If an entry below contains an image, drop the image and retype the rest exactly.
===== DATASET
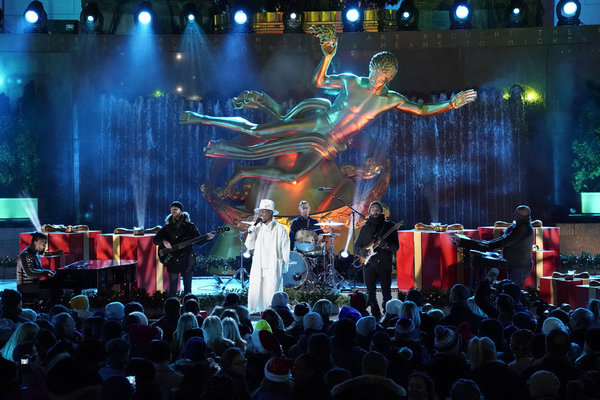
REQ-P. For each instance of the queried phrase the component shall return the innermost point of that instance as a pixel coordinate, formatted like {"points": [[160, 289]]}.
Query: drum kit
{"points": [[312, 263]]}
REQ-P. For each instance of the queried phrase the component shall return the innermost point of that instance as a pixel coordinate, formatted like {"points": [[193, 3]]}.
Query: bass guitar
{"points": [[165, 255], [370, 249]]}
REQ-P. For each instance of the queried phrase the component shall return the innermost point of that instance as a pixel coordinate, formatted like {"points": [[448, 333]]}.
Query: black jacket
{"points": [[516, 245], [29, 267], [174, 233], [370, 233]]}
==========
PROBLEM SOLUTION
REQ-P. For each instance of the queried phrase the component shall return the innermost point of that instance as a pixel coordinate, formatted like {"points": [[160, 289]]}.
Query: drum kit
{"points": [[312, 263]]}
REQ-P. For each instance of the queried phrase the component shall return the innermost point of that instance as a pixel coordinate, formatted like {"points": [[193, 3]]}.
Query: bass guitar
{"points": [[165, 255], [370, 249]]}
REQ-P. For each instance of the queried phrase the component shall return the innermost point of that instance as a pixel coordinate, formatted like {"points": [[448, 333]]}.
Query: black jacket
{"points": [[516, 245], [29, 267], [174, 233], [370, 233]]}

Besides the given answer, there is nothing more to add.